··· MATERIAL SUPPLIED

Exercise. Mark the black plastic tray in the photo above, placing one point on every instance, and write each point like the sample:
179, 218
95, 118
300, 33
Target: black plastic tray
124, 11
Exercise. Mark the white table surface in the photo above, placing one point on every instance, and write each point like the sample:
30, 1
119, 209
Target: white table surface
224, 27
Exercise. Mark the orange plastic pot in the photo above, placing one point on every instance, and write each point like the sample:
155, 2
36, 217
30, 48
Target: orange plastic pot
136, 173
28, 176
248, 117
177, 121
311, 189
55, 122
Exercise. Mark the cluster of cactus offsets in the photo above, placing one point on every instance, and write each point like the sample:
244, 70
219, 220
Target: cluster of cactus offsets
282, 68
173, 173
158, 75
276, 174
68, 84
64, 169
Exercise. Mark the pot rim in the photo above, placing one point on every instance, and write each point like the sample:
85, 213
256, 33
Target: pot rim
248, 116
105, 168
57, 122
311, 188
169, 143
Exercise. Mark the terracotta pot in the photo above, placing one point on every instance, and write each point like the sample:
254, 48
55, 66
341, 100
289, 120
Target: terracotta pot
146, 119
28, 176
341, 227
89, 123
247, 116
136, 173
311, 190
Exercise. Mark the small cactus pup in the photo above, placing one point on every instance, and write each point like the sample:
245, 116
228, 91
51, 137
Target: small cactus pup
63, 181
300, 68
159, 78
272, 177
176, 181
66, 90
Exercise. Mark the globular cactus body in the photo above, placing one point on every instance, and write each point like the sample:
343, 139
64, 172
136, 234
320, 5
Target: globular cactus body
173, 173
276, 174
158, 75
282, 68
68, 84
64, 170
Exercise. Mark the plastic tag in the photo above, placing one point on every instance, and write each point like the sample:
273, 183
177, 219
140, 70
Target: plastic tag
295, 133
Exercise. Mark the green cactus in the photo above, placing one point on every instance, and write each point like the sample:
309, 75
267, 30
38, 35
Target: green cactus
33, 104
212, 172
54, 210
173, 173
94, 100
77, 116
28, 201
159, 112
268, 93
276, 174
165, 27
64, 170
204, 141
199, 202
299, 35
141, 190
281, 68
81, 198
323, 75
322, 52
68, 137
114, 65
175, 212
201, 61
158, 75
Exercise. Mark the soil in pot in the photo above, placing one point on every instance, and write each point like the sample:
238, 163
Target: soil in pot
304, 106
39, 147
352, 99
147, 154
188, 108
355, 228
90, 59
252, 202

······
··· MATERIAL SUPPLIED

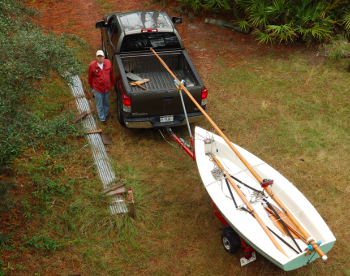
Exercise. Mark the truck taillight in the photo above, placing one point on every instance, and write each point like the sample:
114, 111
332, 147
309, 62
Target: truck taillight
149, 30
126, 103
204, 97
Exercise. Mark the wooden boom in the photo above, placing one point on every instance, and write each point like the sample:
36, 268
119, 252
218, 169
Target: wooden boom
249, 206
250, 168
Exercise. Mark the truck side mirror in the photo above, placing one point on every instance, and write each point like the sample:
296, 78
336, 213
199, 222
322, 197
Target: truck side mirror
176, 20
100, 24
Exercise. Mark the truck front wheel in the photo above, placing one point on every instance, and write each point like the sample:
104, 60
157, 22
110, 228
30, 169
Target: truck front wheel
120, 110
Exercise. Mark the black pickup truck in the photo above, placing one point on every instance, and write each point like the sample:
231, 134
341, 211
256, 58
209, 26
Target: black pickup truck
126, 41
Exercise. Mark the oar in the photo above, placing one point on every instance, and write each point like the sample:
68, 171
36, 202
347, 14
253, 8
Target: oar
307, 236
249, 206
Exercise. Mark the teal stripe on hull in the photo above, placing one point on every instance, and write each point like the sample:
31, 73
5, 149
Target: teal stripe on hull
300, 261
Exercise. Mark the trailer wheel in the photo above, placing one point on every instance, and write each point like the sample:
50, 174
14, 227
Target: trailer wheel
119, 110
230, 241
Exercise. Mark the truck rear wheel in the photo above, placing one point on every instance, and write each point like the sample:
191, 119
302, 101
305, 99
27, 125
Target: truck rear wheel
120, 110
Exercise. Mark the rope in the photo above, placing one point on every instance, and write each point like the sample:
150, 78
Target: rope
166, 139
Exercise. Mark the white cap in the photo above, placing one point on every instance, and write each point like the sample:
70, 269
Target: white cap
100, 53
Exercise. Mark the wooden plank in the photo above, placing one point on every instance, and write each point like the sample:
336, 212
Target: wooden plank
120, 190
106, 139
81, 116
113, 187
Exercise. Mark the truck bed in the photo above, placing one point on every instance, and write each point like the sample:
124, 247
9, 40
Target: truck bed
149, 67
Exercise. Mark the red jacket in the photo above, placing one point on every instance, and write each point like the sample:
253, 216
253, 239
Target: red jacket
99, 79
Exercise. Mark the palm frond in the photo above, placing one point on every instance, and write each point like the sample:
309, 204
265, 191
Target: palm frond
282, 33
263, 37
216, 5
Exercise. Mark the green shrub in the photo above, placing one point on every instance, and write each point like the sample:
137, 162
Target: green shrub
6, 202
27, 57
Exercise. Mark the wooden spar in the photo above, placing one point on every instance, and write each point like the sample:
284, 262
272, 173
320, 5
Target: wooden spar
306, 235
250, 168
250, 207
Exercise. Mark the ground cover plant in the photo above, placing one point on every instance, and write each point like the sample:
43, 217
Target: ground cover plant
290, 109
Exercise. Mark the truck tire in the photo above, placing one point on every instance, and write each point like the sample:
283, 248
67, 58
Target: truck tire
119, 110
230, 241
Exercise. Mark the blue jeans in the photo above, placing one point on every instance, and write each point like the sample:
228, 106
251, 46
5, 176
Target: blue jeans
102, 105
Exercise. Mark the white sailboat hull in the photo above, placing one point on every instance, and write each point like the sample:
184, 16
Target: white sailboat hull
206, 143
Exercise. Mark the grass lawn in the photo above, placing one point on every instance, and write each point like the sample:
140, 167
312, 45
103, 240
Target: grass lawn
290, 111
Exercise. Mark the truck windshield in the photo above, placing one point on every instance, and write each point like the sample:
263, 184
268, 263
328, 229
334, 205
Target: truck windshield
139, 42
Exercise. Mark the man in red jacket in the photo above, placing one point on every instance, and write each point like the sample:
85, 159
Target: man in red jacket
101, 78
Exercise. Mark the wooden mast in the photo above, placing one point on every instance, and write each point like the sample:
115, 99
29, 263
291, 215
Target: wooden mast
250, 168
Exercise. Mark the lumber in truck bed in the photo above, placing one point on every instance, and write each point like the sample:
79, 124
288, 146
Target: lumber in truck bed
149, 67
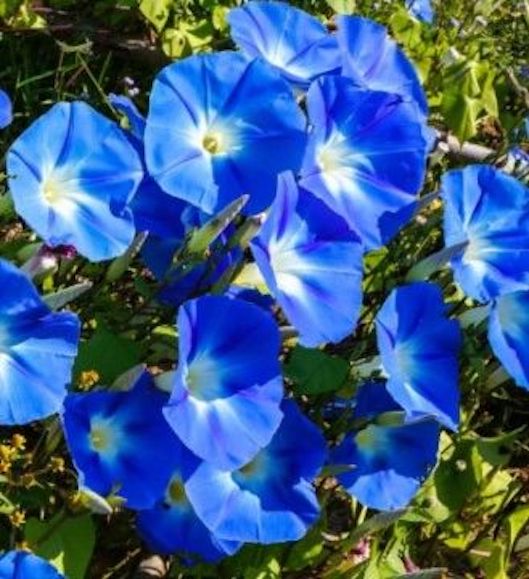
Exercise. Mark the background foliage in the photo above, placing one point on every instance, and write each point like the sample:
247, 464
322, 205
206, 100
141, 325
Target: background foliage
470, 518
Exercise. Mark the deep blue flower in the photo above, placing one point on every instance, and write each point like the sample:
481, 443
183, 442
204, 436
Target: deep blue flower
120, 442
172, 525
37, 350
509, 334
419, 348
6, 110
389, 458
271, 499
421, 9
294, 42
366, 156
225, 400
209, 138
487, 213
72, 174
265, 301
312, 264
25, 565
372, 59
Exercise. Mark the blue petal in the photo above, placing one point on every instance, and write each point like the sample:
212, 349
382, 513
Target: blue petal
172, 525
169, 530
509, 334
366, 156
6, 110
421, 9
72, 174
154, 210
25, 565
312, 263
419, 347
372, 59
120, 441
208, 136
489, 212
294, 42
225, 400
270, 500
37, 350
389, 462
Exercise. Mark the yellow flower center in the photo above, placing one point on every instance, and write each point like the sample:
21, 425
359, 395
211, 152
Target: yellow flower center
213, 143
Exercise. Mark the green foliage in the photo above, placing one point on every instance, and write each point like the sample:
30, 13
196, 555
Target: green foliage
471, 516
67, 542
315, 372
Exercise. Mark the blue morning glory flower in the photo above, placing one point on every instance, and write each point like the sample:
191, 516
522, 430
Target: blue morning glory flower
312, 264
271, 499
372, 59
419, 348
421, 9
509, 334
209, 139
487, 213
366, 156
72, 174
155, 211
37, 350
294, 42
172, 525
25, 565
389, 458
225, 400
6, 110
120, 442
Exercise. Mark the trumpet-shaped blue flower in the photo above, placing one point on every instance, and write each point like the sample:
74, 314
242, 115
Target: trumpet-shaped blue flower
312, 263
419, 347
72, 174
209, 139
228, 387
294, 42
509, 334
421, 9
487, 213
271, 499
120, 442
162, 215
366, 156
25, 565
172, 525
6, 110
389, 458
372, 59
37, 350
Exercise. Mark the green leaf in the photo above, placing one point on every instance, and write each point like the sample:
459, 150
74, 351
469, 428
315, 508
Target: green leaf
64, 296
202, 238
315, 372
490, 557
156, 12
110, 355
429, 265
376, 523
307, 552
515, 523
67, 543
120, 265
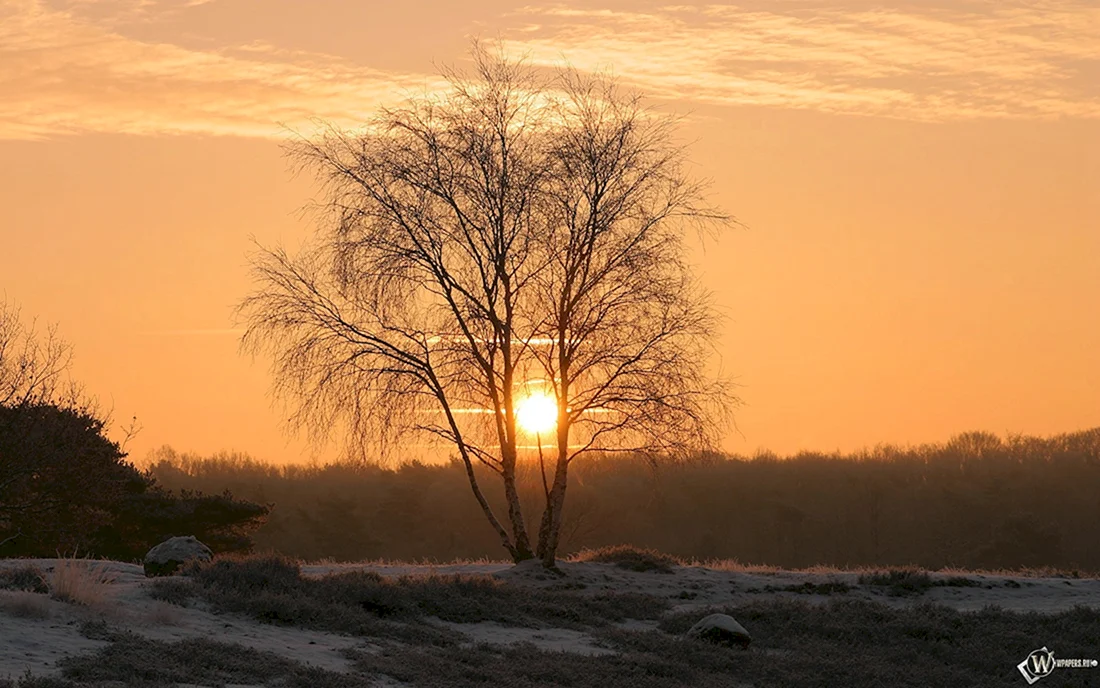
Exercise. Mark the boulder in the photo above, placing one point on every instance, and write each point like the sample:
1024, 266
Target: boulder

······

**EXERCISE DESCRIPTION**
Please copy the records word for word, beginning at the line that contains "Exercise. Mark the yellow" and stopping after the line that contains "Target: boulder". Leave out the pictures.

**RESULT FOR THIS EXERCISE**
Exercise. Mark the yellow flower center in the photo above, placing one point on every instance, and write each point like the sample:
21, 425
359, 395
211, 152
Target: yellow flower center
213, 143
Exercise. Mark the green foliage in the photo above, placing one point on every instance, and write each point like the sample:
30, 13
196, 555
Target: green foliage
471, 516
67, 542
315, 372
Exercise. Mark the blue morning glory flower in the photo above, placing one point on every instance, and write each point like the sample:
191, 516
522, 430
Target: blue morning glory flower
312, 264
271, 499
372, 59
419, 348
421, 9
509, 334
209, 139
487, 213
366, 156
72, 174
155, 211
37, 350
294, 42
172, 525
25, 565
389, 458
225, 400
6, 110
120, 442
Exercise. Mark the trumpet-shaped blue flower in the photo above, placing one point on every instance, and write each point like the sample:
74, 314
242, 115
Target: trumpet-shaped blue flower
312, 263
419, 347
72, 174
209, 139
228, 387
294, 42
509, 334
421, 9
487, 213
271, 499
120, 442
162, 215
366, 156
25, 565
172, 525
6, 110
389, 458
372, 59
37, 350
Exercise. Mark the green leaf in the photo above, placing one point on every instance, and write each point like the sample:
459, 150
74, 351
469, 428
315, 508
Target: green leaf
64, 296
202, 238
315, 372
490, 557
156, 12
110, 355
429, 265
376, 523
307, 552
515, 523
67, 543
120, 265
Exercise. Mark the boulder in the photo above, placing one point on every instance, and write each point like the sample:
1024, 266
Target: boulder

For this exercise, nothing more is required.